Это - строчки 6-летней девочки, выжившей среди облав полицаев украинского Немирова. А в 2010 году Поэт Алла Айзеншарф через своего сына передала мне свой новый сборник стихов "Стойбище", вышедший в Тель-Авиве. Мудрые ироничные строки...
Полжизни Алла прожила в Израиле, в Ашкелоне. Заседания местного Союза русскоязычных писателей проходили порой под звуки пролетающих ракет. Это надо было пережить какие ужасы ребёнком и выжить среди гетто и концлагерей, чтобы потом вновь подвергаться смертельной опасности?..
С Аллой Айзеншарф судьба свела меня в Юрмале в сентября 2009 года. По комсомольской путёвке она с 1961-го работала выездным фельдшером в поселке Бискамжа, что в Хакасии, в Красноярском крае. А потом возвратилась в молдавский город Бендеры (куда переехали после войны), где трудилась в больнице и туберкулёзном диспансере.
Алла в те годы...
Но поэзия взяла своё. В 1973-м Алла окончила Литинститут имени Горького, работала учителем рисования и преподавателем в бендерской школе эстетического воспитания детей "Светлячок", которую организовала (за что отмечена малой бронзовой медалью ВДНХ СССР). Публиковала стихи в местных СМИ и в коллективных сборниках, руководила городским литобъединением "Горизонт". А в 1988 году вместе с мамой, сестрой и сыном репатриировалась в Израиль, о чем мечтала с юности...
"Военные" детские стихи Аллы разрывают душу. Со всей своей "неправильной" стилистикой. Читая такие детские стихи, понимаешь, что надо делать всё, чтобы ни один ребенок не мечтал о таком:
Я, наверно, Гитлера убью.
Вот глаза закрою,
бах и - выстрелю.
Только я потом уже не вырасту
и себя уже не полюблю.
Нет, я дверь закрою на замок,
чтоб он выйти никуда не мог.
А в окошко буду строить рожи:
на, смотри, какой ты нехороший.
Автор 17 поэтических сборников лишь в 2001 году решилась опубликовать свои стихи, сочиненные ею, шестилетней вспухшей от голода девочкой, которую носила на спине ее десятилетняя сестра Мэри, прячась от полицаев и эсэсовцев…
погромы во Львове в 1941-м...
Книжечка об этом была опубликована в России в 2004 году. Вы можете представить, чтобы у ребенка родились строки, которые вынесены в заголовок: "Хорошо, если выстрелят в рот. - Это, доченька, как повезет…"? Вот и я не могу. А Алла с Мэри очень даже ясно себе это представляли, когда за евреями их родного украинского Немирова охотились фашисты со своими местными приспешниками. Так убили их отца, дядю, уничтожили еврейский детский дом вместе с его обитателями…
Погромы во Львове... Евреев в украинских городах и местечках избивали, грабили, насиловали и убивали не только кадровые фашисты и их подручные, но этим с охотничьим азартом занимались также их бывшие соседи, озверевшие и почуявшие вкус крови молодые выродки и даже подростки... А фотографировали немецкие офицеры.

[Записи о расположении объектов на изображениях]

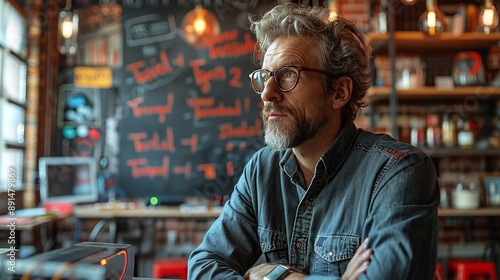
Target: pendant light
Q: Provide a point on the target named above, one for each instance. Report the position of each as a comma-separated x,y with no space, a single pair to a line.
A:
67,30
334,10
198,25
488,17
432,22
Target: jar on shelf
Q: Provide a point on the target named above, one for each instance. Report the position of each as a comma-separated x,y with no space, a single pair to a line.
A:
410,73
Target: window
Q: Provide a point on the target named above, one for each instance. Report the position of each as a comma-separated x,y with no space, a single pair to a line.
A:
13,77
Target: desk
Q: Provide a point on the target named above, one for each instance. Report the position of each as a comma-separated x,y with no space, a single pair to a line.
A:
116,217
480,212
166,212
15,225
491,214
110,215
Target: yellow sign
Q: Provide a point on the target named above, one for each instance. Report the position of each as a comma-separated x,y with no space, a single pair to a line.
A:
93,77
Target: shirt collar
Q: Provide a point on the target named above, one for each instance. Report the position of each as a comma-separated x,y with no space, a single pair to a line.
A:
332,159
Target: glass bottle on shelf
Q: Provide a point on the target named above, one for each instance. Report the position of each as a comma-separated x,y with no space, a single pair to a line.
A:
448,131
433,132
466,135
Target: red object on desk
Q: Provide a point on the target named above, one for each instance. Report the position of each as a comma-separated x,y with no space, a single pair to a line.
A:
59,207
464,269
170,268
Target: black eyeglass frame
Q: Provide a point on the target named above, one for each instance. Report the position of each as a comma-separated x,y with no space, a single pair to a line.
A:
272,73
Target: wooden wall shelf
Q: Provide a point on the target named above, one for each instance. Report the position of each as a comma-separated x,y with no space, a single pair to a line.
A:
433,93
415,40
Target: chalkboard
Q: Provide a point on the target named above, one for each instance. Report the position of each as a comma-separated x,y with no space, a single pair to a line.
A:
190,117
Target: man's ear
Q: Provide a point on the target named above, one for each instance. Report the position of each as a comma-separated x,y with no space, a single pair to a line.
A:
342,92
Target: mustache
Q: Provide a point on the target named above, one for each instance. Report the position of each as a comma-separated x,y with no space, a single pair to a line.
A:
276,108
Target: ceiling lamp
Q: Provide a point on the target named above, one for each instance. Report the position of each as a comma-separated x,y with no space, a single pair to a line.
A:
488,17
432,22
198,25
334,10
67,30
409,2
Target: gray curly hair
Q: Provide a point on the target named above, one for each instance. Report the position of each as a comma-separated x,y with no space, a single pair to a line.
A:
342,48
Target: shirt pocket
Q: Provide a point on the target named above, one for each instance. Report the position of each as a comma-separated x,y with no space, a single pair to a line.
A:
333,253
273,245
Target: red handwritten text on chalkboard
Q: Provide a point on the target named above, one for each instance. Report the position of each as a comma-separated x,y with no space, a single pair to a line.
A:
191,142
154,144
203,78
233,49
226,130
140,168
143,76
160,110
219,111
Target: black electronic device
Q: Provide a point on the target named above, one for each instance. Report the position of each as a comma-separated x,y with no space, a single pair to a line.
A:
82,261
164,200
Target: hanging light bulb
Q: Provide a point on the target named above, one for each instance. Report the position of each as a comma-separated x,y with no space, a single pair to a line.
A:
488,17
68,30
334,10
432,22
409,2
198,25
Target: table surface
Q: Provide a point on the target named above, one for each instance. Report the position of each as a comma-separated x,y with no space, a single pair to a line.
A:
28,223
479,212
103,211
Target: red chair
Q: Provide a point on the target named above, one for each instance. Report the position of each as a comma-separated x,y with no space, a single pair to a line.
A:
439,272
170,268
465,269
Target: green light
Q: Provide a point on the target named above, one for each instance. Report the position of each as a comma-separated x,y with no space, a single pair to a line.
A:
154,200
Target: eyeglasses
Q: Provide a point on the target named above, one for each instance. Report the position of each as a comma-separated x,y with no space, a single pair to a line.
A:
286,77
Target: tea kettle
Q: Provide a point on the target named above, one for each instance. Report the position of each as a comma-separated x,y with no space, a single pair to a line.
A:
468,69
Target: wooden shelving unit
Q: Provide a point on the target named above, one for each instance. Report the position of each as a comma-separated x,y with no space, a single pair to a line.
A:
414,40
433,93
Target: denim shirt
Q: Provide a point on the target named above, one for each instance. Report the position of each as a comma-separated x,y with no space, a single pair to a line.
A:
365,185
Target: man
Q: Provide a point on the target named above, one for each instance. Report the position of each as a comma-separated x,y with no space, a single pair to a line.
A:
321,186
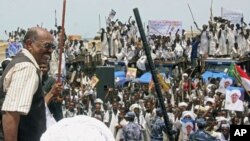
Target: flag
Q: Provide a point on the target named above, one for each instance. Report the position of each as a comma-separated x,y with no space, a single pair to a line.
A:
240,75
112,14
93,81
245,79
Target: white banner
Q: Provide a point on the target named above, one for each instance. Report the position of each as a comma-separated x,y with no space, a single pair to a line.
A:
164,27
232,15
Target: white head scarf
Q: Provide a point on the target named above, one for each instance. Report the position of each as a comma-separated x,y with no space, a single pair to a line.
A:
78,128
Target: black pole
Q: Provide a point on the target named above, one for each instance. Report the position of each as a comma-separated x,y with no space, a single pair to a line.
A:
153,71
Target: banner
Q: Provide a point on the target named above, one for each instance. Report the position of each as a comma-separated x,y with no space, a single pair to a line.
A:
232,15
93,81
164,27
131,73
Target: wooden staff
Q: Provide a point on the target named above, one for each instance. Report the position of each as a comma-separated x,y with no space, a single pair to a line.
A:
61,44
191,12
168,124
55,19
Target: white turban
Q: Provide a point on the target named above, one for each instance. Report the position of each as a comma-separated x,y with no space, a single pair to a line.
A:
182,104
229,80
78,128
235,92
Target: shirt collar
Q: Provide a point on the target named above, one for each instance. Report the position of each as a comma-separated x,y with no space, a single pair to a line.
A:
30,56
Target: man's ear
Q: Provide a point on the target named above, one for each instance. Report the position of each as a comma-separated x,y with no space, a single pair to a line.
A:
28,44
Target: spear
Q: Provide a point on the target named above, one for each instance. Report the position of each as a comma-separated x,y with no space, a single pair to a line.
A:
61,44
55,19
191,12
168,124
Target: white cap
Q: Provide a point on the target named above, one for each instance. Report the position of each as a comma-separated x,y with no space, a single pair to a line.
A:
133,106
235,92
186,113
209,99
228,80
189,124
182,104
184,74
98,100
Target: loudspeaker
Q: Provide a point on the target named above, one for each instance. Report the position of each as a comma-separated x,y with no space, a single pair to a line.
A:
106,80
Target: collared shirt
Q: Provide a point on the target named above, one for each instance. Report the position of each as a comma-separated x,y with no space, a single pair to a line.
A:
20,84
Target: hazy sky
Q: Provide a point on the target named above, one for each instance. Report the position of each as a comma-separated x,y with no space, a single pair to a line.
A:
82,16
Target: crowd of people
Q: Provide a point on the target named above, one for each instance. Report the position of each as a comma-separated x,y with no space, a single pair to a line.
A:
132,112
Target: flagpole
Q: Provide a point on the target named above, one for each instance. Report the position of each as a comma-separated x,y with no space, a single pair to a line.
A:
61,45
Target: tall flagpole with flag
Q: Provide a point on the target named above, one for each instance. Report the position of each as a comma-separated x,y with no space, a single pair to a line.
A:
61,45
241,76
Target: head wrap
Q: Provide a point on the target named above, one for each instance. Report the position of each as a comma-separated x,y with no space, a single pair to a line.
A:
78,128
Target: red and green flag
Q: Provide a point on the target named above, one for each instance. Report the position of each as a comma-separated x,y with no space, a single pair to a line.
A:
240,75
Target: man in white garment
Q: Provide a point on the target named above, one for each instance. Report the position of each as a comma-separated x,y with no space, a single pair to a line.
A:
233,102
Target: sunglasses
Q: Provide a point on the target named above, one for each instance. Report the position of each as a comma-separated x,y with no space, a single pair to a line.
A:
49,45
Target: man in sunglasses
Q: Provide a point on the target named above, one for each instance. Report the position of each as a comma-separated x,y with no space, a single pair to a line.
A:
23,107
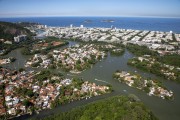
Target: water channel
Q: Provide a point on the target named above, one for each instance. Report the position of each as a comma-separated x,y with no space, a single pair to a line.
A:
101,73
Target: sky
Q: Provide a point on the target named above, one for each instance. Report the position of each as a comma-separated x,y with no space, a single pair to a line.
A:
142,8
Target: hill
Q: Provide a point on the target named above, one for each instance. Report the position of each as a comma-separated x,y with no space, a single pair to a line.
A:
9,30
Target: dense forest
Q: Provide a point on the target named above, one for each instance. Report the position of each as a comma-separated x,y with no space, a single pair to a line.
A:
114,108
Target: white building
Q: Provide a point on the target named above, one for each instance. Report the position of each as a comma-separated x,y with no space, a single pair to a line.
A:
20,38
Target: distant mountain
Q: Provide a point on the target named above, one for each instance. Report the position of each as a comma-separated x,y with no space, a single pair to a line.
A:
9,30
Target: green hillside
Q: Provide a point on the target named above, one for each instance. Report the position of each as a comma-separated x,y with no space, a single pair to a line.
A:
9,30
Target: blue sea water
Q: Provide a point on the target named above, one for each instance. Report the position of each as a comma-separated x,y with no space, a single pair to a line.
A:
136,23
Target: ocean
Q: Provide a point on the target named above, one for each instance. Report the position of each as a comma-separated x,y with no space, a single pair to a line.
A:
135,23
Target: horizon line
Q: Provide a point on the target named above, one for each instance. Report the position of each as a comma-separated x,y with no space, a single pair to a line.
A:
86,16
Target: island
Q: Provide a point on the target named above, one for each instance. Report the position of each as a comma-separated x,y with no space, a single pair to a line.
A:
151,87
123,107
151,64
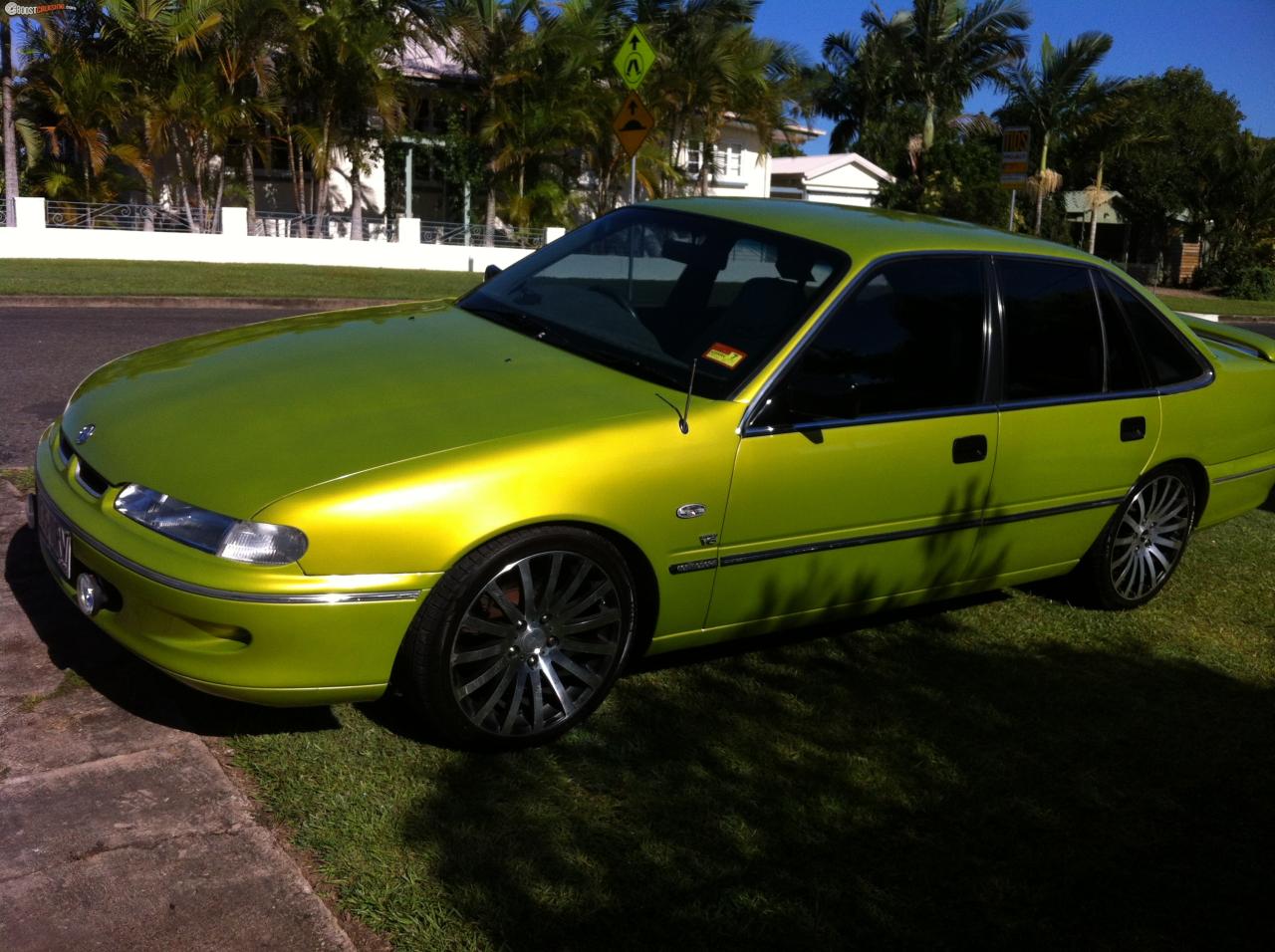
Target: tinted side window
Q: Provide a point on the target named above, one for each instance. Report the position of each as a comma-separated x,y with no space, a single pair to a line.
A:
1168,359
1124,363
1053,342
910,340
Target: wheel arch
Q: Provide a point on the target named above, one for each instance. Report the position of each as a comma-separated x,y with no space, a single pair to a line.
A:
1198,481
645,582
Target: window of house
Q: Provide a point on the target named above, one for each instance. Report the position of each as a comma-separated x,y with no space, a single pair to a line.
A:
909,341
1053,340
729,160
1124,363
693,157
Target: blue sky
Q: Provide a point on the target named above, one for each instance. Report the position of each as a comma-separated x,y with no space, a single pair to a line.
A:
1232,41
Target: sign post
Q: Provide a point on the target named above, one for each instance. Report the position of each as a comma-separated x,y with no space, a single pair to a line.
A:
634,121
1015,142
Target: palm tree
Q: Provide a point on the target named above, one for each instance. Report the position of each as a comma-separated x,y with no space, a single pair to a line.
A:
486,37
1115,126
246,59
856,86
347,51
1060,96
10,121
83,100
945,51
711,65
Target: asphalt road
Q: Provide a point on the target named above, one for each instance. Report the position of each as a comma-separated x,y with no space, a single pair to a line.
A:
46,351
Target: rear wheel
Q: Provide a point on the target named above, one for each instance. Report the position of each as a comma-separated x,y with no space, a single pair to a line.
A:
1144,542
523,638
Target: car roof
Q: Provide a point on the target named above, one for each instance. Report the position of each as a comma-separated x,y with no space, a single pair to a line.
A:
869,233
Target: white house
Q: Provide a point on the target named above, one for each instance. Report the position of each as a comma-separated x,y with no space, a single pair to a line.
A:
846,178
738,164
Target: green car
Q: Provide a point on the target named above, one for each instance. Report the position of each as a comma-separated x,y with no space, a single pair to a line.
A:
685,422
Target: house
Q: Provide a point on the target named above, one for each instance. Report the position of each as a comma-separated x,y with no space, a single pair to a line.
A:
846,178
740,167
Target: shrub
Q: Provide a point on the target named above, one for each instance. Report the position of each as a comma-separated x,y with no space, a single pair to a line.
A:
1255,283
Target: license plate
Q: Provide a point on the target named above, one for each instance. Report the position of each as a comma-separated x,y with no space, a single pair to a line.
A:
55,536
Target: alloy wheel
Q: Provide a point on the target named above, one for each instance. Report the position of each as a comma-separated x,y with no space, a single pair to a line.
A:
1150,537
536,643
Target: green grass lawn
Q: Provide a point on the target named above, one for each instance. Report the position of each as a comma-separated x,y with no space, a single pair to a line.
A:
1005,773
191,278
22,477
1235,306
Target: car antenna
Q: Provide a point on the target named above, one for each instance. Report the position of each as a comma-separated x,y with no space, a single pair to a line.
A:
682,414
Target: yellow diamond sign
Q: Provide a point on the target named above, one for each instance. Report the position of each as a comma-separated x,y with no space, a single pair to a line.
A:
636,59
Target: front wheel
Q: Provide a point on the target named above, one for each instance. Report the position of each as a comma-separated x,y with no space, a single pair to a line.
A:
1144,542
523,638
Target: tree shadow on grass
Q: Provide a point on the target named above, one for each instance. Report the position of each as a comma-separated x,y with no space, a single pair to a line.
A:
74,642
904,785
895,789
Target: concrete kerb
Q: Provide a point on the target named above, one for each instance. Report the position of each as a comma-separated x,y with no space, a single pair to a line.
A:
171,301
122,832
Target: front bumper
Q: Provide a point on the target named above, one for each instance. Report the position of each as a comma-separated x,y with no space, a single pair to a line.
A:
265,634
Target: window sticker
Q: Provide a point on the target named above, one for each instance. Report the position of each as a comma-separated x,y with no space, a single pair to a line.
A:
728,357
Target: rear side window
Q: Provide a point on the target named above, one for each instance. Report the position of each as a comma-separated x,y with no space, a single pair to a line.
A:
909,341
1124,363
1053,340
1168,359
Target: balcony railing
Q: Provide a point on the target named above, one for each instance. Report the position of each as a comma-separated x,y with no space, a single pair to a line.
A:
130,217
292,224
504,237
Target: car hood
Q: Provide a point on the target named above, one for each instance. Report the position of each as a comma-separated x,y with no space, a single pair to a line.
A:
235,419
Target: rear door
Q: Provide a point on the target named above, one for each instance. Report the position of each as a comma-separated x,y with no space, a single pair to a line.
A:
862,473
1079,418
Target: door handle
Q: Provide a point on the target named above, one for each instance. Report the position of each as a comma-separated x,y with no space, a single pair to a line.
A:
1133,428
969,449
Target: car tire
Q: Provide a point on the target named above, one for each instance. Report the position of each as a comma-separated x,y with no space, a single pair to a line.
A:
522,638
1143,543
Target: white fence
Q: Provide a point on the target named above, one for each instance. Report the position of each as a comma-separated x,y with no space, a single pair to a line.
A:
32,237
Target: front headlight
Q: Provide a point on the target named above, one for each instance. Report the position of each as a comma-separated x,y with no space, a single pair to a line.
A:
240,541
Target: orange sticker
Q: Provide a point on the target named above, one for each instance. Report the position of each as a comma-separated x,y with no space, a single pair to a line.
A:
725,356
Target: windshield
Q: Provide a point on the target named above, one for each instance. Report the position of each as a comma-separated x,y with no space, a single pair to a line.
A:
649,291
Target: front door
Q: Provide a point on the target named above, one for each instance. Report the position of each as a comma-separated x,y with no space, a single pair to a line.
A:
864,476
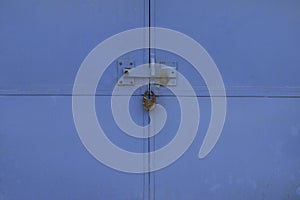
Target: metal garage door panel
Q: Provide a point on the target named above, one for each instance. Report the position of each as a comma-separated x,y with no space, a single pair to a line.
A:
42,156
44,42
256,157
42,47
254,44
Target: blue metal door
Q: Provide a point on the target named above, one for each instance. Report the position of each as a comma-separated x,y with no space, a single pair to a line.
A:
182,149
255,45
42,45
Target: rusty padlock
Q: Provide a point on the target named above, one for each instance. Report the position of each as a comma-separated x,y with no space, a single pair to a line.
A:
149,103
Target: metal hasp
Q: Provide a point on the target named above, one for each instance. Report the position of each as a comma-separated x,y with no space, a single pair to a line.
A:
153,73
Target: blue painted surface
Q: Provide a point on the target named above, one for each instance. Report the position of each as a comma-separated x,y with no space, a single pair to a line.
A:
255,45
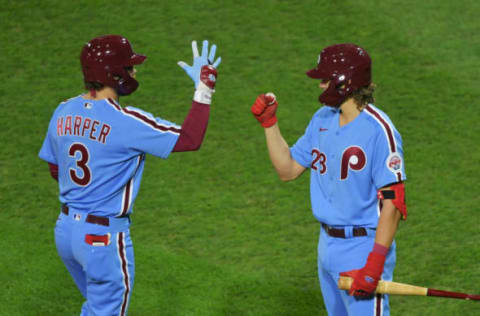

» **Условие задания A**:
Соберите из записей все строки, где встречается слово «chalkboard», и перепишите их без изменений.
» **Условие задания B**:
Продолжите текст о поэтессе Алле Айзеншарф, начав сразу после его последнего предложения.

» **Ответ к заданию A**:
Target: chalkboard
Target: red handwritten text on chalkboard

» **Ответ к заданию B**:
Мы встретились с поэтессой в Юрмале, в доме у известного писателя Леонида Коваля. Алла приехала к нему со взрослым сыном (он преподавал в Риге Танах {название еврейской Библии} и читал лекции по еврейской истории в Общинном еврейском доме) - навестить и выразить своё почтение за многие произведения Леонида Иосифовича, рассказывающие о Холокосте.
Леонид Коваль и Алла Айзеншарф вместе с сыном Исраэлем, 2009 год. Фото моё.
По-детски наивные и одновременно мудрые стихи Аллы тоже рассказывают о Холокосте.
Немцы кричат во дворе и ломают
зачем-то забор и кусты.
А мама звезду на рукав пришивает
зачем-то. Не для красоты.
Потом узелок отрывает зубами
и долго жует. И молчит мама.
Расстрел евреев айнзацгруппой под Ивангородом на Украине, 1942.
Последний еврей Винницы. 1941 год. Так назван снимок в Википедии.
ГЕТТО
В пять лет Алла научилась читать и писать.
- Но стихи не складывала, - рассказывала мне Алла. - У нас была очень благополучная семья. Папа - главный бухгалтер на заводе, на котором изготавливали знаменитую немировскую водку, а мама - учительница. Еще были бабушка и сестричка. А потом все перевернулось. Первые дни войны. Отступающие войска. Солдаты, чтобы замаскировать машины, рубят парк княгини Щербатовой неподалеку от еврейского детского дома. И дети, кто повзрослее, цепляются за борта. Они понимают, что надо бежать. Но их скидывают.
Всех евреев города переселили на две улочки, в гетто. Нам досталась кладовка в домике на окраине, в которой умещались кровать и столик. Однажды ноябрьским утром мы услышали крики. Они приближались. Папа затолкал нас под кровать, закрыв тазами и кастрюлями. Так мы спаслись, а немцы увели папу. Это был первый погром.
Алла Наумовна во время нашей встречи в 2009 году. В январе 2018 года она умерла.
Мне снился папа. Он еще живой,
и так мы громко, весело смеялись
и по зеленой травке шли домой.
Мы шли домой и за руки держались.
И мама нам махала из окна,
и бабушка в окне была видна.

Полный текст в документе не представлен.